┌─ AANGELEVERDE TEKST
Kritiek was er natuurlijk op de elitaire houding en de sociale klassenverschillen die toen niet alleen in de maatschappij en de werkomgeving aanwezig waren, maar ook in de woonwijken en huizen duidelijk tot uitdrukking kwamen. Het voelt voor onze generatie vreemd aan dat de gehele wijk omheind en afgesloten was. Maar intussen is ook op Curaçao het fenomeen van de “gated communities” volledig bekend en wordt het vaak toegepast voor woonenclaves, waar niet iedereen zomaar naar binnen mag.
Foto: villa met plat dak in Julianadorp (foto auteur 2021)
└─
┌─ GEGEVENSFRAGMENTEN
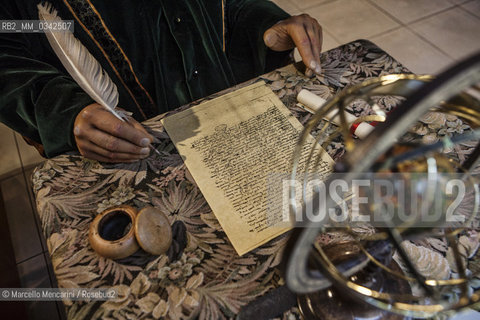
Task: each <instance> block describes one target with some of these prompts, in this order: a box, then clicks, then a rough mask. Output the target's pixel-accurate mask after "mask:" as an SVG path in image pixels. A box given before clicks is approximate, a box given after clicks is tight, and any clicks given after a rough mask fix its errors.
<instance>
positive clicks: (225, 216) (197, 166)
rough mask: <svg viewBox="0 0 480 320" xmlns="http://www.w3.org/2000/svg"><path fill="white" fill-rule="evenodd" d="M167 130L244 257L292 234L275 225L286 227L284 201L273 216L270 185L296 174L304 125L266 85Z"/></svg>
mask: <svg viewBox="0 0 480 320" xmlns="http://www.w3.org/2000/svg"><path fill="white" fill-rule="evenodd" d="M163 124H164V126H165V129H166V131H167V133H168V134H169V136H170V138H171V139H172V141H173V143H174V144H175V146H176V147H177V150H178V151H179V153H180V155H181V156H182V158H183V159H184V161H185V164H186V166H187V168H188V169H189V171H190V173H191V174H192V176H193V178H194V179H195V181H196V183H197V185H198V187H199V188H200V191H201V192H202V193H203V195H204V197H205V199H206V200H207V202H208V204H209V205H210V208H211V209H212V211H213V213H214V214H215V216H216V217H217V219H218V221H219V222H220V225H221V226H222V228H223V230H224V231H225V233H226V234H227V236H228V238H229V240H230V242H231V243H232V245H233V247H234V248H235V250H236V251H237V253H238V254H239V255H243V254H245V253H247V252H248V251H250V250H253V249H255V248H256V247H258V246H260V245H262V244H264V243H266V242H267V241H269V240H271V239H273V238H275V237H276V236H278V235H280V234H282V233H284V232H286V231H287V230H289V227H286V226H285V224H283V227H279V226H275V224H276V222H277V221H278V222H281V221H282V201H281V200H282V197H281V195H280V194H279V197H278V200H279V201H277V203H275V204H273V206H274V208H273V210H272V203H271V201H267V188H270V190H271V186H270V187H269V186H267V185H268V183H269V175H271V174H273V173H283V174H284V175H285V174H286V173H290V172H291V167H292V158H293V152H294V150H295V145H296V143H297V141H298V138H299V136H300V133H301V131H302V130H303V126H302V125H301V124H300V122H298V120H297V119H296V118H295V117H294V116H293V115H292V114H291V113H290V111H289V110H288V109H287V108H286V107H285V106H284V105H283V103H282V102H281V101H280V99H278V97H277V96H276V95H275V94H274V93H273V92H272V91H271V90H270V89H269V88H268V87H267V86H266V85H265V83H263V82H257V83H255V84H253V85H250V86H248V87H245V88H242V89H239V90H237V91H234V92H232V93H229V94H227V95H224V96H221V97H219V98H216V99H214V100H211V101H207V102H205V103H202V104H200V105H198V106H194V107H192V108H190V109H188V110H185V111H183V112H180V113H177V114H174V115H172V116H170V117H167V118H165V119H164V120H163ZM311 143H314V141H313V138H312V142H311ZM308 151H309V148H308V150H305V152H303V153H304V158H306V156H307V155H308ZM325 155H326V153H325ZM322 161H324V164H325V167H327V166H328V164H329V163H331V162H332V160H331V158H329V157H328V155H326V156H325V159H322ZM277 189H278V192H279V193H281V192H282V188H281V187H280V188H277ZM269 192H271V191H269ZM267 211H268V212H269V213H271V212H275V217H273V219H272V217H271V214H270V216H268V217H267ZM277 212H278V214H277Z"/></svg>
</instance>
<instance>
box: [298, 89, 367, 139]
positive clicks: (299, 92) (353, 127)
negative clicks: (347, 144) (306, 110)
mask: <svg viewBox="0 0 480 320" xmlns="http://www.w3.org/2000/svg"><path fill="white" fill-rule="evenodd" d="M297 100H298V102H300V103H301V104H303V105H304V106H305V109H306V110H307V111H309V112H311V113H315V112H317V111H318V110H320V109H321V108H322V107H323V105H324V104H325V102H326V100H325V99H323V98H320V97H319V96H317V95H316V94H314V93H311V92H310V91H308V90H306V89H303V90H302V91H300V92H299V94H298V96H297ZM325 119H326V120H328V121H331V122H332V123H334V124H336V125H340V115H339V113H338V112H337V110H332V111H330V112H329V113H327V114H326V115H325ZM345 119H346V120H347V123H349V124H350V125H351V127H350V131H353V132H352V133H353V134H355V135H356V136H357V137H358V138H360V139H363V138H365V137H366V136H367V135H368V134H369V133H370V132H372V130H373V129H374V128H375V127H374V126H372V125H370V124H368V123H366V122H361V123H359V124H354V125H353V123H354V122H355V121H356V120H357V119H358V118H357V117H355V116H354V115H353V114H351V113H348V112H345Z"/></svg>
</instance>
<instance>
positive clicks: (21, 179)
mask: <svg viewBox="0 0 480 320" xmlns="http://www.w3.org/2000/svg"><path fill="white" fill-rule="evenodd" d="M273 1H274V2H275V3H277V4H278V5H279V6H280V7H282V8H283V9H284V10H286V11H287V12H289V13H290V14H300V13H303V12H305V13H308V14H310V15H311V16H313V17H315V18H317V19H318V20H319V22H320V24H321V25H322V26H323V33H324V43H323V49H322V50H323V51H326V50H329V49H331V48H334V47H336V46H338V45H340V44H343V43H346V42H348V41H351V40H355V39H360V38H363V39H369V40H371V41H373V42H375V43H376V44H377V45H378V46H380V47H381V48H383V49H384V50H386V51H387V52H388V53H390V54H391V55H392V56H393V57H394V58H396V59H397V60H398V61H400V62H401V63H403V64H404V65H405V66H406V67H408V68H409V69H410V70H411V71H413V72H415V73H430V74H437V73H438V72H439V71H441V70H442V69H444V68H445V67H447V66H449V65H451V64H452V63H455V62H456V61H459V60H460V59H462V58H464V57H466V56H468V55H469V54H471V53H473V52H475V51H478V50H480V0H273ZM0 135H1V136H2V137H3V138H2V141H1V143H0V187H1V190H2V196H3V198H4V199H5V207H6V208H7V218H8V220H9V226H10V231H11V233H12V245H13V247H14V250H15V257H16V263H17V268H18V273H19V275H20V281H21V283H22V284H23V285H24V286H27V287H31V286H49V285H53V286H54V283H55V279H54V278H53V277H52V274H51V273H50V271H49V266H48V261H49V260H48V255H47V254H46V249H47V248H46V244H45V241H44V240H43V237H42V236H41V233H40V232H39V226H38V220H37V219H36V218H35V217H36V216H35V214H36V213H34V206H33V203H32V202H31V201H32V199H31V194H29V192H28V191H27V190H28V186H27V184H28V183H29V178H30V176H29V174H30V173H31V169H32V168H33V167H34V166H35V164H38V163H40V162H41V161H43V159H42V158H41V157H40V156H39V155H38V153H37V152H36V150H35V149H34V148H33V147H30V146H28V145H27V144H26V143H25V142H24V141H23V139H22V138H21V137H20V136H19V135H18V134H16V133H14V132H13V131H12V130H10V129H9V128H7V127H6V126H4V125H3V124H0ZM25 235H28V237H26V236H25ZM28 308H29V314H32V312H33V314H35V315H37V317H38V316H40V318H41V316H42V315H47V316H48V317H47V318H48V319H56V318H57V317H60V316H61V313H60V315H59V314H58V313H57V312H56V311H55V309H56V308H57V310H58V306H56V305H55V304H39V305H29V306H28ZM33 310H35V311H33ZM33 318H35V317H33Z"/></svg>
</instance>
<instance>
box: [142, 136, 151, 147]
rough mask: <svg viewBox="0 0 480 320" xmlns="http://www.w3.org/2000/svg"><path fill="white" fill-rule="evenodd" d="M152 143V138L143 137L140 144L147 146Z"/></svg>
mask: <svg viewBox="0 0 480 320" xmlns="http://www.w3.org/2000/svg"><path fill="white" fill-rule="evenodd" d="M149 144H150V140H149V139H148V138H143V139H142V140H140V145H141V146H142V147H146V146H148V145H149Z"/></svg>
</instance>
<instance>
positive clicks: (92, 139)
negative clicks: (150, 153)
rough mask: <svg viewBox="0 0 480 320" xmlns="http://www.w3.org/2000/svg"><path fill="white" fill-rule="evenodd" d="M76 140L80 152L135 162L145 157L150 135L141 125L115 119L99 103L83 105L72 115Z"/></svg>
mask: <svg viewBox="0 0 480 320" xmlns="http://www.w3.org/2000/svg"><path fill="white" fill-rule="evenodd" d="M73 133H74V135H75V142H76V143H77V147H78V150H79V151H80V154H81V155H83V156H84V157H86V158H90V159H93V160H98V161H103V162H115V163H118V162H134V161H138V160H140V159H143V158H146V157H147V156H148V155H149V153H150V149H149V148H148V146H149V144H150V143H151V142H152V141H153V137H152V136H151V135H150V134H148V133H147V131H146V130H145V128H143V126H142V125H141V124H140V123H138V122H136V121H135V120H133V119H132V120H131V121H130V123H127V122H123V121H121V120H119V119H118V118H116V117H115V116H114V115H113V114H112V113H110V112H109V111H107V110H106V109H105V108H104V107H102V106H101V105H99V104H98V103H93V104H91V105H89V106H87V107H85V108H83V110H82V111H80V113H79V114H78V115H77V117H76V118H75V123H74V127H73Z"/></svg>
└─
◆ OPDRACHTEN:
- 1) Typ uit de tekst over de omheinde woonwijk alles vanaf "Kritiek was er" tot en met "(foto auteur 2021)" letterlijk over.
- 2) Noem alle plekken waar volgens de tekst over de omheinde woonwijk de sociale klassenverschillen aanwezig waren of tot uitdrukking kwamen.

◆ ANTWOORDEN:
- 1)
Kritiek was er natuurlijk op de elitaire houding en de sociale klassenverschillen die toen niet alleen in de maatschappij en de werkomgeving aanwezig waren, maar ook in de woonwijken en huizen duidelijk tot uitdrukking kwamen. Het voelt voor onze generatie vreemd aan dat de gehele wijk omheind en afgesloten was. Maar intussen is ook op Curaçao het fenomeen van de “gated communities” volledig bekend en wordt het vaak toegepast voor woonenclaves, waar niet iedereen zomaar naar binnen mag.
Foto: villa met plat dak in Julianadorp (foto auteur 2021)

- 2) de maatschappij, de werkomgeving, de woonwijken, de huizen